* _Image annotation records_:
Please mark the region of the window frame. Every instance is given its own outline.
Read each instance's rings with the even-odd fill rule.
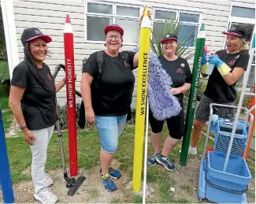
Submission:
[[[87,10],[87,5],[88,3],[93,3],[93,4],[98,4],[98,5],[106,5],[106,6],[112,6],[113,9],[113,14],[103,14],[103,13],[88,13]],[[139,17],[127,17],[127,16],[121,16],[117,15],[117,6],[121,7],[128,7],[128,8],[135,8],[139,9]],[[140,13],[143,12],[143,7],[142,5],[136,5],[136,4],[127,4],[127,3],[119,3],[119,2],[98,2],[98,1],[94,1],[94,0],[89,0],[89,1],[84,1],[84,38],[85,38],[85,43],[91,43],[91,44],[102,44],[105,43],[104,40],[102,41],[95,41],[95,40],[89,40],[87,39],[87,17],[107,17],[113,20],[113,24],[115,24],[116,19],[121,19],[121,20],[138,20]],[[139,30],[139,28],[138,28]],[[103,32],[103,31],[102,31]],[[136,46],[136,43],[123,43],[124,46]]]
[[[154,32],[154,22],[158,22],[158,20],[163,20],[162,19],[155,19],[154,16],[155,16],[155,10],[162,10],[162,11],[169,11],[169,12],[175,12],[176,13],[176,19],[175,20],[180,20],[180,13],[186,13],[186,14],[197,14],[199,16],[198,17],[198,23],[195,23],[195,22],[187,22],[187,21],[183,21],[184,22],[184,25],[196,25],[198,26],[198,31],[197,33],[198,33],[199,30],[200,30],[200,25],[202,24],[202,13],[203,12],[202,10],[195,10],[195,11],[190,11],[190,10],[187,10],[187,9],[171,9],[171,8],[162,8],[162,7],[158,7],[158,6],[153,6],[153,13],[152,13],[152,24],[151,24],[151,29]],[[197,35],[196,35],[197,37]],[[188,46],[189,50],[195,50],[195,46]]]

* _Given task_: Quote each line of the records above verbatim, omitting the pictures from your answer.

* _Exercise response_:
Please mark the region of the window frame. Every instance is given its own outline.
Read each instance's rings with the even-odd fill rule.
Submission:
[[[87,10],[87,5],[88,3],[93,3],[93,4],[98,4],[98,5],[106,5],[106,6],[112,6],[113,9],[113,14],[103,14],[103,13],[88,13]],[[139,17],[127,17],[127,16],[121,16],[117,15],[117,6],[121,7],[128,7],[128,8],[135,8],[139,9]],[[140,13],[143,12],[143,7],[142,5],[136,5],[136,4],[127,4],[127,3],[119,3],[119,2],[98,2],[98,1],[94,1],[94,0],[89,0],[89,1],[84,1],[84,38],[85,38],[85,43],[91,43],[91,44],[102,44],[105,43],[104,40],[102,41],[95,41],[95,40],[89,40],[87,39],[87,17],[107,17],[113,20],[113,24],[115,24],[116,19],[121,19],[121,20],[138,20]],[[139,30],[139,28],[138,28]],[[103,32],[103,31],[102,31]],[[136,46],[136,43],[123,43],[124,46]]]
[[[154,32],[154,22],[158,22],[158,20],[163,20],[162,19],[155,19],[154,16],[155,16],[155,10],[162,10],[162,11],[169,11],[169,12],[175,12],[176,13],[176,19],[175,20],[180,20],[180,13],[186,13],[186,14],[197,14],[199,16],[198,17],[198,23],[195,23],[195,22],[187,22],[187,21],[183,21],[184,22],[184,25],[196,25],[198,26],[198,31],[197,33],[198,33],[199,30],[200,30],[200,25],[202,24],[202,13],[203,12],[202,10],[195,10],[195,11],[190,11],[190,10],[187,10],[187,9],[171,9],[171,8],[162,8],[162,7],[158,7],[158,6],[153,6],[153,13],[152,13],[152,24],[151,24],[151,29]],[[197,35],[196,35],[197,37]],[[188,46],[189,50],[195,50],[195,46]]]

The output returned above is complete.